(Source records Opens)
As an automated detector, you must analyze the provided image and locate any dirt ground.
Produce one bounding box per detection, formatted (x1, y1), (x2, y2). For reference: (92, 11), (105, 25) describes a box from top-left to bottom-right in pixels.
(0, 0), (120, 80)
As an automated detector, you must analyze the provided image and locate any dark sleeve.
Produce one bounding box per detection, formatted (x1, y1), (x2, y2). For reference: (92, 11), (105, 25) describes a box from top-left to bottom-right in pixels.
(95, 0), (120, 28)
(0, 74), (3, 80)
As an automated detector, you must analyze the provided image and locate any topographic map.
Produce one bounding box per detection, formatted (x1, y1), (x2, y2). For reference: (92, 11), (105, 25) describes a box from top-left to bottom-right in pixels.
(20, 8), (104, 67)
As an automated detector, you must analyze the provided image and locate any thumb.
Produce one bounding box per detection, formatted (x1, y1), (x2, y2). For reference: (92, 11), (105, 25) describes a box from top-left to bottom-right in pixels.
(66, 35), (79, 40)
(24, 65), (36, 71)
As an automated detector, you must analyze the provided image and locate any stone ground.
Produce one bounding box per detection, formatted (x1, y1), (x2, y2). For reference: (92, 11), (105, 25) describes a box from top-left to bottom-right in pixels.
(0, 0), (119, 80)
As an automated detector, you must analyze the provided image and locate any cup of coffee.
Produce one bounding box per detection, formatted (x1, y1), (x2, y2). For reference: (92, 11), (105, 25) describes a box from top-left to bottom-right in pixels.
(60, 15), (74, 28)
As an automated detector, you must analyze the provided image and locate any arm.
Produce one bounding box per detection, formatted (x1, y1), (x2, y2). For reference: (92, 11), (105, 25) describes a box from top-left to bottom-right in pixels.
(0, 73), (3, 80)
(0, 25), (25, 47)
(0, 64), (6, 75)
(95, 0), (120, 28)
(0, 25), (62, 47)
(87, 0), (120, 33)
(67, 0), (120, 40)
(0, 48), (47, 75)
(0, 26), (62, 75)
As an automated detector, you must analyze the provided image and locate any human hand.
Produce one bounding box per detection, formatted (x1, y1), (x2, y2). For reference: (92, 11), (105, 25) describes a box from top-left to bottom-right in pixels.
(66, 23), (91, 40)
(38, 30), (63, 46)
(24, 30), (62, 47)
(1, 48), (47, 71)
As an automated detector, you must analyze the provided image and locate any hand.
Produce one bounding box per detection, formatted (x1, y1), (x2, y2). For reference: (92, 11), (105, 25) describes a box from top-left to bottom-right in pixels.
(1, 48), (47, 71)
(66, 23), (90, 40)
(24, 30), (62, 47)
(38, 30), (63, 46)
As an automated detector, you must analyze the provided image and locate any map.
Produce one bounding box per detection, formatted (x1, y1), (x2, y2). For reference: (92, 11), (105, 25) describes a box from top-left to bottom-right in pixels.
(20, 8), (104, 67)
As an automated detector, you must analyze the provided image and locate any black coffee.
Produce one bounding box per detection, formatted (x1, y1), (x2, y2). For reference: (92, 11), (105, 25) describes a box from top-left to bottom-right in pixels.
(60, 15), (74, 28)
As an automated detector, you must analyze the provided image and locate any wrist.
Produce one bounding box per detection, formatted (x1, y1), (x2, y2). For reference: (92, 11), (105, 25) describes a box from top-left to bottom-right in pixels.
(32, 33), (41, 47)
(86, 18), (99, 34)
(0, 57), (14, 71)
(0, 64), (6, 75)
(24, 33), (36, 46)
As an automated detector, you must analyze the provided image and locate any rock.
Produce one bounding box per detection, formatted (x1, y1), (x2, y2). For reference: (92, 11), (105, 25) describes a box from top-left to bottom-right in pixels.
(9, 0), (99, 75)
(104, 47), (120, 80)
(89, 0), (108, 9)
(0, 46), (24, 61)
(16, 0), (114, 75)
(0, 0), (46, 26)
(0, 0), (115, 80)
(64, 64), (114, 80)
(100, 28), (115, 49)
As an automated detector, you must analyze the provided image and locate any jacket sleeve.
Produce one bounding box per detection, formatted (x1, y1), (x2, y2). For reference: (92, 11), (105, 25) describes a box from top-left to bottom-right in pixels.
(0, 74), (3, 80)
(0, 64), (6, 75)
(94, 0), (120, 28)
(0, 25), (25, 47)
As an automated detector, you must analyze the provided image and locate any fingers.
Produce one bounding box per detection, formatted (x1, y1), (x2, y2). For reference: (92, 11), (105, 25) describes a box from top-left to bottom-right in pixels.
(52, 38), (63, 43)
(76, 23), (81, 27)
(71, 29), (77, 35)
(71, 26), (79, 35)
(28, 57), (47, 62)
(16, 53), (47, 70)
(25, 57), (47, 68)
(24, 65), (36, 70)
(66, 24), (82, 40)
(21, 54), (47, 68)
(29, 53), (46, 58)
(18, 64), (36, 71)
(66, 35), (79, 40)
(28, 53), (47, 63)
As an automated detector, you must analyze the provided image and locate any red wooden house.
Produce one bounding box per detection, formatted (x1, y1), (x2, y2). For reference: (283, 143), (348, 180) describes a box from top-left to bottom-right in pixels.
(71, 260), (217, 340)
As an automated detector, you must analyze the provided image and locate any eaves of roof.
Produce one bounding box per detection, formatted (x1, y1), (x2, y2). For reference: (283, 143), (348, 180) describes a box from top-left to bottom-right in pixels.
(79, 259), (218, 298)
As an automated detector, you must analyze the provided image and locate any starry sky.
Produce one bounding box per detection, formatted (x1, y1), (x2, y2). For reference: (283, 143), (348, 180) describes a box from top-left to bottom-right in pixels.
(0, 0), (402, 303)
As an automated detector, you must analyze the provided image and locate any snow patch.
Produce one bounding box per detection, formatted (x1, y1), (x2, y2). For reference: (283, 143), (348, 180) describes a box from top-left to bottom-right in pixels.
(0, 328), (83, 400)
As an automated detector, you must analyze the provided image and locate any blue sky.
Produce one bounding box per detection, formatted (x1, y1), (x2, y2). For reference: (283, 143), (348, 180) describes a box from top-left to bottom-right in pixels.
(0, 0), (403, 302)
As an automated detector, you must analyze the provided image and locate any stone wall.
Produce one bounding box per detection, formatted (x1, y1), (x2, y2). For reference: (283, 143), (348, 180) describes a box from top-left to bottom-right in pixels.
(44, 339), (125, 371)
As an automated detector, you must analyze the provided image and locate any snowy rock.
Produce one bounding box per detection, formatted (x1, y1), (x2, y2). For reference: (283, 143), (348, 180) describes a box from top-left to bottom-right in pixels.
(Source records Closes)
- _Exercise brief_: Nothing in the data may differ; print all of it exactly as written.

- _Solved exercise_:
As an automated detector, you must analyze the provided image and locate any dirt ground.
Produce one bounding box per detection, formatted (x1, y1), (x2, y2). For reference: (92, 11), (105, 25) describes a box from top-left to bottom-right in pixels.
(0, 0), (120, 80)
As an automated detector, you must analyze the provided image and locate any dark sleeve.
Produce one bounding box per detection, formatted (x1, y1), (x2, y2). For reference: (92, 11), (105, 25) describes a box from top-left to bottom-right in pixels.
(95, 0), (120, 28)
(0, 74), (3, 80)
As an automated detector, you must analyze the provided image and locate any topographic map.
Produce one bounding box per detection, formatted (x1, y1), (x2, y2). For reference: (92, 11), (105, 25) describes a box from top-left to bottom-right in pixels.
(20, 8), (104, 67)
As an automated detector, you must analyze the provided image and locate any thumb.
Produce one bounding box per detection, formatted (x1, y1), (x2, y2). For reference: (92, 11), (105, 25) describes a box from top-left to bottom-right in pixels.
(66, 35), (79, 40)
(24, 65), (36, 71)
As an automated detector, you must analyze the provided image and locate any stone ground.
Produce one bounding box per detection, formatted (x1, y1), (x2, y2). For reference: (92, 11), (105, 25) describes a box from top-left to bottom-right in pixels.
(0, 0), (119, 80)
As an automated detector, you must analyze the provided image and locate any cup of coffee.
Produce one bounding box per detection, formatted (x1, y1), (x2, y2). For reference: (92, 11), (105, 25) describes a box from top-left to bottom-right in pixels.
(60, 15), (74, 28)
As an automated detector, you must analyze the provided image and locate any arm.
Produce one bounding box per detection, formatted (x1, y1), (x2, y2). For reference: (92, 11), (105, 25) describes a box from top-left to bottom-right in pixels.
(0, 73), (3, 80)
(0, 25), (25, 47)
(0, 64), (6, 75)
(95, 0), (120, 28)
(0, 25), (62, 47)
(87, 0), (120, 33)
(67, 0), (120, 40)
(0, 48), (47, 75)
(0, 26), (62, 75)
As an automated detector, you must analyze the provided image and locate any human hand.
Produce one bounding box per detection, formatted (x1, y1), (x2, y2). For reference: (92, 11), (105, 25) describes a box from top-left to bottom-right in pixels.
(66, 23), (91, 40)
(38, 30), (63, 46)
(24, 30), (62, 47)
(1, 48), (47, 71)
As an automated detector, you must analyze the provided image and locate any hand.
Produce one bounding box per detection, formatted (x1, y1), (x2, y2). For reference: (92, 11), (105, 25) describes a box from top-left to bottom-right in pixels.
(1, 48), (47, 71)
(66, 23), (90, 40)
(24, 30), (62, 47)
(38, 30), (63, 46)
As an automated detector, you must analyze the provided image and locate any map.
Produce one bounding box per detection, formatted (x1, y1), (x2, y2). For reference: (92, 11), (105, 25) describes a box from top-left to bottom-right in pixels.
(20, 8), (104, 67)
As an automated detector, you must analyze the provided image and locate any black coffee.
Produce one bounding box per detection, formatted (x1, y1), (x2, y2). For reference: (92, 11), (105, 25) describes a box from top-left to bottom-right in pixels.
(60, 15), (74, 28)
As an automated detector, you must analyze the provided image and locate any wrist.
Produce one bounding box per detection, formatted (x1, y1), (x2, y2). For reference: (92, 11), (105, 25) describes a box from top-left to bottom-right in pixels.
(32, 33), (41, 47)
(86, 18), (99, 34)
(0, 57), (14, 71)
(0, 64), (6, 75)
(24, 33), (36, 46)
As an automated detector, you must analyze the provided image and locate any rock.
Produce one bounding box per detection, formatted (x1, y1), (x2, y2). For reference: (92, 11), (105, 25) describes a box from top-left to bottom-right in pixels.
(9, 0), (99, 75)
(104, 47), (120, 80)
(89, 0), (108, 9)
(0, 46), (24, 61)
(16, 0), (114, 75)
(0, 0), (46, 26)
(0, 0), (115, 80)
(64, 64), (114, 80)
(100, 28), (115, 49)
As an automated detector, you must analyze the provided image and locate any jacket sleeve.
Produce one bounding box per detection, formatted (x1, y1), (x2, y2). For reference: (92, 11), (105, 25) describes a box from top-left to bottom-right in pixels.
(0, 74), (3, 80)
(0, 64), (6, 75)
(94, 0), (120, 28)
(0, 25), (25, 47)
As an automated detector, you must analyze the provided image and locate any fingers.
Produce one bounding box per detection, formatted (x1, y1), (x2, y2). For reference: (92, 11), (105, 25) describes a box from top-left to bottom-right in pixels.
(52, 38), (63, 43)
(76, 23), (81, 27)
(71, 29), (77, 35)
(71, 26), (79, 35)
(28, 57), (47, 62)
(16, 53), (47, 70)
(25, 57), (47, 68)
(24, 65), (36, 70)
(66, 24), (82, 40)
(21, 54), (47, 68)
(29, 53), (46, 58)
(18, 64), (36, 71)
(66, 35), (79, 40)
(28, 53), (47, 63)
As an automated detector, you must analyze the provided image and locate any red wooden house.
Produce one bounding box per detection, formatted (x1, y1), (x2, y2). For reference: (283, 143), (348, 180) describes a box from top-left to bottom-right in pixels.
(71, 260), (217, 340)
As an automated detector, you must analyze the provided image and locate any eaves of roof.
Produce one bounding box per detection, formatted (x1, y1), (x2, y2). For reference: (283, 143), (348, 180) describes a box from top-left to bottom-right in pixels.
(79, 259), (218, 298)
As an automated detector, you must analyze the provided image and locate any starry sky.
Produce one bounding box per detection, formatted (x1, y1), (x2, y2). For reference: (283, 143), (348, 180) describes a box from top-left to bottom-right in pixels.
(0, 0), (402, 303)
As an automated detector, you must analyze the provided image and locate any snow patch.
Produce one bounding box per detection, formatted (x1, y1), (x2, y2). For reference: (283, 143), (348, 180) describes a box from top-left to bottom-right in pixels.
(0, 328), (83, 400)
As an automated detector, you must analyze the provided image and locate any blue sky.
Produce one bounding box per detection, formatted (x1, y1), (x2, y2). For reference: (283, 143), (348, 180) describes a box from top-left to bottom-right in pixels.
(0, 0), (403, 302)
As an automated detector, you must analyze the provided image and locate any stone wall.
Produce one bounding box per detection, formatted (x1, y1), (x2, y2). For reference: (283, 143), (348, 180) describes a box from top-left to bottom-right in pixels.
(44, 339), (125, 371)
As an automated detector, you must analyze the provided image and locate any snowy rock.
Produce one bounding box per detection, formatted (x1, y1), (x2, y2). For reference: (283, 143), (348, 180) describes a box from top-left to bottom-right in pixels.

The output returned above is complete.